***** Page text *****

Abstract:
A device for handling bulk material, especially in marine transportation, comprises a pressure vessel having at least two members for mechanically enclosing a volume of the bulk material to be conveyed. The pressure vessel is equipped with pressure fluid activated push rods for moving the two members between an open and closed position to thereby grab a volume of the bulk material. The two members are preferably two essentially identical halves. A supply conduit is connected to the pressure vessel for supplying a pressurized gas thereto. A discharge conduit is connected to the pressure vessel for conveying the volume of bulk material out of the pressure vessel with the aid of the pressurized gas.

Description:
BACKGROUND OF THE INVENTION 
     The invention concerns a device for the handling of bulk material comprising a pressure vessel with at least two members for mechanically enclosing a volume of bulk material, and a conduit connected to the pressure vessel for supplying a pressurized gas thereto for conveying the enclosed material by way of a discharge conduit. 
     Bulk material can be of different kinds, and the loading and unloading thereof raises many problems. Some materials such as cement and powdered coal are dust emitting, and other types of material will issue odors. 
     Mechanical as well as pneumatic conveyors have been proposed, and also combination of such means. When big volumes of material must be handled at a certain place, it is possible to errect a permanent plant with high efficiency. 
     For applications in which smaller quantities are involved, which are collected or delivered at different places, or handling of bulb material is only occasionally required, a proper device has not been available up to now, which at reasonable installing costs has been able to perform the necessary handling service. 
     A common field of use for such handling devices is marine transportation, where a ship may have to deliver part of its cargo at different ports, which lack proper handling devices. Other applications enclose or plant, which is serviced occasionally by ships lacking unloading means, but having to deliver some bulk material. 
     German published document DE-B-1 280 158 discloses a transport container for bulk material, having three separate chambers, each with an inlet opening and an outlet conduit and pneumatic means for promoting discharge of bulk material from the container. Apart from these openings, the container is closed to the atmosphere. 
     The object of the present invention is to propose a handling device, which is cheap to manufacture, which is mobile, and which in an advantageous manner can handle dust material.

*****

» Set exercise A: Which two materials does the page text name as dust emitting?

***** Extracted entries *****

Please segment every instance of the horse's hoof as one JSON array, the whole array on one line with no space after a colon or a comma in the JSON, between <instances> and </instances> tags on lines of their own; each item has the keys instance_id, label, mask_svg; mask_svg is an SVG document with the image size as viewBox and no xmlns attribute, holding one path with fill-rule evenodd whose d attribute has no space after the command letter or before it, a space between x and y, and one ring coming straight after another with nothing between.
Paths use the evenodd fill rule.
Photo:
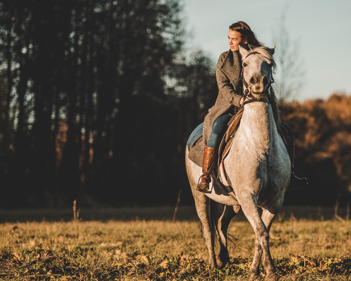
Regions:
<instances>
[{"instance_id":1,"label":"horse's hoof","mask_svg":"<svg viewBox=\"0 0 351 281\"><path fill-rule=\"evenodd\" d=\"M279 277L277 273L267 274L264 279L265 281L278 281Z\"/></svg>"},{"instance_id":2,"label":"horse's hoof","mask_svg":"<svg viewBox=\"0 0 351 281\"><path fill-rule=\"evenodd\" d=\"M222 260L219 257L218 255L216 255L216 261L217 262L217 265L218 266L218 269L221 269L227 264L227 263L229 261L229 259L227 260L225 259Z\"/></svg>"},{"instance_id":3,"label":"horse's hoof","mask_svg":"<svg viewBox=\"0 0 351 281\"><path fill-rule=\"evenodd\" d=\"M250 281L254 281L255 280L258 280L260 277L259 273L252 273L250 274L250 277L249 280Z\"/></svg>"}]
</instances>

*****

» Set exercise B: Pull out each line of the listing that contains the word "another".

» Reply A: Cement and powdered coal.

» Reply B:
Please segment every instance of the horse's hoof as one JSON array, the whole array on one line with no space after a colon or a comma in the JSON, between <instances> and </instances> tags on lines of their own; each item has the keys instance_id, label, mask_svg; mask_svg is an SVG document with the image size as viewBox and no xmlns attribute, holding one path with fill-rule evenodd whose d attribute has no space after the command letter or before it, a space between x and y, and one ring coming straight after another with nothing between.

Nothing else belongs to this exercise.